◆ WORK REQUEST
Some lines in the records below may hold the word "front"; give the number of those lines and nothing else.

◆ Items from a dataset
━━━━━━━━

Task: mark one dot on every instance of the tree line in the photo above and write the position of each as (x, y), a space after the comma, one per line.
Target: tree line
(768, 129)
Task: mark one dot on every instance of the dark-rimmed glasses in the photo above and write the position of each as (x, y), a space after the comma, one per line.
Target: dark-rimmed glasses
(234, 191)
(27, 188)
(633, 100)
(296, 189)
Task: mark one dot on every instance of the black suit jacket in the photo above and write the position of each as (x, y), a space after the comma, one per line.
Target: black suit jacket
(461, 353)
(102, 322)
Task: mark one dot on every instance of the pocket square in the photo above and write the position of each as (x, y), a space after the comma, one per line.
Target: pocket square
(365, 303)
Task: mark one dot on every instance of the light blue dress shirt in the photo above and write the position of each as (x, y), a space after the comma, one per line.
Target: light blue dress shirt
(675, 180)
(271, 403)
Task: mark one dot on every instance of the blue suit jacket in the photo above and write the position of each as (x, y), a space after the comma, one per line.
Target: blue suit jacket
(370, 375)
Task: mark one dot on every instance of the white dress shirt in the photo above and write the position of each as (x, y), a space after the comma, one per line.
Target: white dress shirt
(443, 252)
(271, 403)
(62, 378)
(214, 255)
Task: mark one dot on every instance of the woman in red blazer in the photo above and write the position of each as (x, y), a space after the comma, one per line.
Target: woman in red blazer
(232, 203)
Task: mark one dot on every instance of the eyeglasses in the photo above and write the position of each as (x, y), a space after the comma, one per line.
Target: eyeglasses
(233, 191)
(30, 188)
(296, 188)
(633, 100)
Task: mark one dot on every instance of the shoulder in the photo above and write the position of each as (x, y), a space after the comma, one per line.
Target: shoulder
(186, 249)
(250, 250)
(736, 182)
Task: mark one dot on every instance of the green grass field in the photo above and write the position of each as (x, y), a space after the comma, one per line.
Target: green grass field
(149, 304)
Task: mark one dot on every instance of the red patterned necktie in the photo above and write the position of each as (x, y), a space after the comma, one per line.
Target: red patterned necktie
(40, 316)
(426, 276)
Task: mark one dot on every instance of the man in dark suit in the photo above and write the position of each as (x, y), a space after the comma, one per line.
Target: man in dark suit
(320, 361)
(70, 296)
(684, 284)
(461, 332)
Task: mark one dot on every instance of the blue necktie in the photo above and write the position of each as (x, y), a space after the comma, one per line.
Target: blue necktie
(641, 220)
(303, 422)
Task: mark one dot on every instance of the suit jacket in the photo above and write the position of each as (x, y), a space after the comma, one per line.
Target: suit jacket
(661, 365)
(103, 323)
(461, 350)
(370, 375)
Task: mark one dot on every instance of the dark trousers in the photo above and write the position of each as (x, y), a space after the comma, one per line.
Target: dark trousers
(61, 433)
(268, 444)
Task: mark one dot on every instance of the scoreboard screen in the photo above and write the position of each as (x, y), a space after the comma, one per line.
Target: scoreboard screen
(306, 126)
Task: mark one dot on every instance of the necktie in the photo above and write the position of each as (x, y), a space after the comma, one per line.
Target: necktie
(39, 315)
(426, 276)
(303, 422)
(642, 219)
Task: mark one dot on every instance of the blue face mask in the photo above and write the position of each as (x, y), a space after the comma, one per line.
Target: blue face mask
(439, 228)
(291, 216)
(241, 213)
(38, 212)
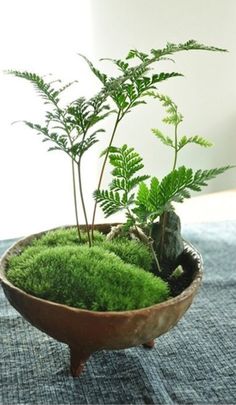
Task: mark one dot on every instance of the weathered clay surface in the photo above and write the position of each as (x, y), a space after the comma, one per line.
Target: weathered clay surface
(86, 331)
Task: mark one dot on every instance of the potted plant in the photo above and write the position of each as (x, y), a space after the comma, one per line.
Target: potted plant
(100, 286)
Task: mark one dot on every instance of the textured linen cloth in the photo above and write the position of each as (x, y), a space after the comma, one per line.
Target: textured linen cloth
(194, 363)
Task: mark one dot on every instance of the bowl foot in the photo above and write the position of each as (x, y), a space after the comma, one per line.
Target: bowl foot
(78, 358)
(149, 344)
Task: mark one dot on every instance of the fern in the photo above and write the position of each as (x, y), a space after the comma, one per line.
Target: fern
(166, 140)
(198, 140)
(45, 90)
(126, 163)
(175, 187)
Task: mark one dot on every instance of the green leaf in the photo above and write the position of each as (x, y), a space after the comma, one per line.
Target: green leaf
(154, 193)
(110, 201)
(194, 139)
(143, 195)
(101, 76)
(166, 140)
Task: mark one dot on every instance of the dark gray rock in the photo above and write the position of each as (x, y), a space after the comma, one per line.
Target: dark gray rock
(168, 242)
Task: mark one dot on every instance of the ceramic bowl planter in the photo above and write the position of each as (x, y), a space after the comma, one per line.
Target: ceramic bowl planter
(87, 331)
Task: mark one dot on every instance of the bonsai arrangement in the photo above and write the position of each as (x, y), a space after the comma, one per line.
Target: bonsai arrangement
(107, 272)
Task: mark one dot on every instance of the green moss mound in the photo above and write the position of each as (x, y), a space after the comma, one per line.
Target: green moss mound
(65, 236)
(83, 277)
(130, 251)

━━━━━━━━

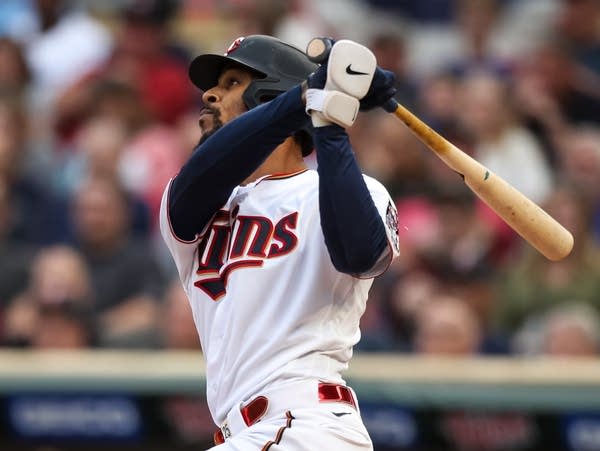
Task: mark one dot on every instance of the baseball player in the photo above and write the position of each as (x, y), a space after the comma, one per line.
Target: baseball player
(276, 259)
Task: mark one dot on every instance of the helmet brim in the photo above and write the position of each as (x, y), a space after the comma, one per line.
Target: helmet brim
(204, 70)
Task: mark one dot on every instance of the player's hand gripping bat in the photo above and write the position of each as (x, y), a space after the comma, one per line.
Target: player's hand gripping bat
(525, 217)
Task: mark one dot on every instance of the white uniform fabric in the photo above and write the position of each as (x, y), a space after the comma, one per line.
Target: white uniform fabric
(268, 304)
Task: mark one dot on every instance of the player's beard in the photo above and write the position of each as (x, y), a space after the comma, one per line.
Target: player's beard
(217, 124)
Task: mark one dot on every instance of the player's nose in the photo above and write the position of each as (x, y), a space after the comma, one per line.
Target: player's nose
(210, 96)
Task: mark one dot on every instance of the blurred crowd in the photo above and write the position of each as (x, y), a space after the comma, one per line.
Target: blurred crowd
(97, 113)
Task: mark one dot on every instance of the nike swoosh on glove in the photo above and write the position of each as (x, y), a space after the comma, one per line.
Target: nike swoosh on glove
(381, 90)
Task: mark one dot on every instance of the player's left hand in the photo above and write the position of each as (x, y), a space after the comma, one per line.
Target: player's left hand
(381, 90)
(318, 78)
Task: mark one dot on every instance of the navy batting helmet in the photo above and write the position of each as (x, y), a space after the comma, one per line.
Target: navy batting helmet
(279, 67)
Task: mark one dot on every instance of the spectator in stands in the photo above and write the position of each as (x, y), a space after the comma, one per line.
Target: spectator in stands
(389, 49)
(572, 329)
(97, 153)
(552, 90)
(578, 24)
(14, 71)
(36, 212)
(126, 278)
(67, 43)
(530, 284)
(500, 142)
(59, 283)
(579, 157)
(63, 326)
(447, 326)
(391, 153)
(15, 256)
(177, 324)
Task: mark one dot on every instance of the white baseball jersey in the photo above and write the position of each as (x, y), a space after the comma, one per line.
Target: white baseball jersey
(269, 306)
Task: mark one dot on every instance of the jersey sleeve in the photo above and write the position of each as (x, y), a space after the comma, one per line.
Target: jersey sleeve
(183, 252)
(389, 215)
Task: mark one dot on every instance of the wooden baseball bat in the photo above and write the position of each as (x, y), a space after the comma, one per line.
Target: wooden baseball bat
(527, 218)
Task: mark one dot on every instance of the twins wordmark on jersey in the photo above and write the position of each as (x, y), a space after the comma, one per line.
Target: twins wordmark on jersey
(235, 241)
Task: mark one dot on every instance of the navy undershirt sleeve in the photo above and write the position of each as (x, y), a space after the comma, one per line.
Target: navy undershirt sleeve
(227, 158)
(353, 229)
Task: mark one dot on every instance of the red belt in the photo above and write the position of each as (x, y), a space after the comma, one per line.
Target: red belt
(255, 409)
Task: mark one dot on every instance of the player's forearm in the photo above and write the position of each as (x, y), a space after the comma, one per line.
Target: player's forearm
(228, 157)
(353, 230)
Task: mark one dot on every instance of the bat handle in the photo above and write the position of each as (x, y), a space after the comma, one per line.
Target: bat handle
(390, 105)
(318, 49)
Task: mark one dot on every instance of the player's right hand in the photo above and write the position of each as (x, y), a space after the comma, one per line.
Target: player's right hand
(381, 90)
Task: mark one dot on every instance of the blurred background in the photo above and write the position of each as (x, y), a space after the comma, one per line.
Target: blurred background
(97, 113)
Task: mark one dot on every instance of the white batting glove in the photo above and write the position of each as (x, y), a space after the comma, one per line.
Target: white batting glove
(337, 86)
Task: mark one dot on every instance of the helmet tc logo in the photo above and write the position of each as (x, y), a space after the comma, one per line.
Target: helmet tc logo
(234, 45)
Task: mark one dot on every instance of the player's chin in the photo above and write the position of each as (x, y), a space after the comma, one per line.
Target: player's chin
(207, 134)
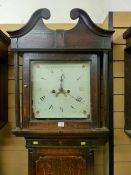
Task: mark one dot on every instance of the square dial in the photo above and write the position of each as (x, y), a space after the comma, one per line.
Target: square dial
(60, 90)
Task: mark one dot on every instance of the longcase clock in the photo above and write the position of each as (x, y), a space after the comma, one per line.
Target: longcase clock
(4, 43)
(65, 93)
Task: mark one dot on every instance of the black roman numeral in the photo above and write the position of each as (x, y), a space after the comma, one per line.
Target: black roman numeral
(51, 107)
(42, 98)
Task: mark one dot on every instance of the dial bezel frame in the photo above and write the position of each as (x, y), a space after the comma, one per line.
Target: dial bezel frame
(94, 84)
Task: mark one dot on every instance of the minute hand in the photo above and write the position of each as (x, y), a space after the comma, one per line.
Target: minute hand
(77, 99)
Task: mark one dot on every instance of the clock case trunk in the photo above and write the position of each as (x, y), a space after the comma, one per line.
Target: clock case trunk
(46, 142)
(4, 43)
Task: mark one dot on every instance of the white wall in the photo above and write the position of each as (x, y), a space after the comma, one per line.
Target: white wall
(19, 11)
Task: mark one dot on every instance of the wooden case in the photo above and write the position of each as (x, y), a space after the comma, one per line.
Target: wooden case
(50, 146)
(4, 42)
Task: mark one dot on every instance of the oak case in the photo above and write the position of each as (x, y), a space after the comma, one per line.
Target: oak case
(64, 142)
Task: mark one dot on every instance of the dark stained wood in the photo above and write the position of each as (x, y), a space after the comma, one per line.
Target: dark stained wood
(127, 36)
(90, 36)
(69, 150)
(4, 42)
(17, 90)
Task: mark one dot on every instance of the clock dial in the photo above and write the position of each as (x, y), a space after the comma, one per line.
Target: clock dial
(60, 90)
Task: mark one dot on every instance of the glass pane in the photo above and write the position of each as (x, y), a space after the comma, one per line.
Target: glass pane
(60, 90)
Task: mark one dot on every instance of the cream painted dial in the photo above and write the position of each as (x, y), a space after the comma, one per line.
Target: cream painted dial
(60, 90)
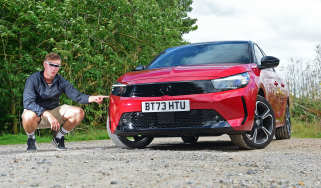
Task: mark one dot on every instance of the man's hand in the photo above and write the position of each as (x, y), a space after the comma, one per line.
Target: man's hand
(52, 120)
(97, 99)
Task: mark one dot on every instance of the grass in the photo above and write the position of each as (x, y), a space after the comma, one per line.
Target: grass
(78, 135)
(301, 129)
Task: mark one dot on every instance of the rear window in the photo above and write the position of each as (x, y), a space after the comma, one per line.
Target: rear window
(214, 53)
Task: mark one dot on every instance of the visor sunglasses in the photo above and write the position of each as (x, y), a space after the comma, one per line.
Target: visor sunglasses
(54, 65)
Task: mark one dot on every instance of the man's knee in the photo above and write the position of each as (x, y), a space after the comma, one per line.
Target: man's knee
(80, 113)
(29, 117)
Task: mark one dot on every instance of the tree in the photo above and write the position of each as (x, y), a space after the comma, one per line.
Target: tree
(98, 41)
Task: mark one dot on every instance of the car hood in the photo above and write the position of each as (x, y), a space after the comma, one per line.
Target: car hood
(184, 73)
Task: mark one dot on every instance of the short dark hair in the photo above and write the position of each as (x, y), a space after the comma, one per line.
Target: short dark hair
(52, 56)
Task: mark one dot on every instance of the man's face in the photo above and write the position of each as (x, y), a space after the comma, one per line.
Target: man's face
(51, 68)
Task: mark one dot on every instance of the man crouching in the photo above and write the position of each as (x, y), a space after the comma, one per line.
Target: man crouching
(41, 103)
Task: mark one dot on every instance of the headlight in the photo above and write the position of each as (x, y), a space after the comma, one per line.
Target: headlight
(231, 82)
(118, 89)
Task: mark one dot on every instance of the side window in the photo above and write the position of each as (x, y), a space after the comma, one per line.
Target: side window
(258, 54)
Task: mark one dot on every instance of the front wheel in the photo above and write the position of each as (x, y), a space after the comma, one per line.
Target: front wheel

━━━━━━━━

◆ EXERCISE ANSWER
2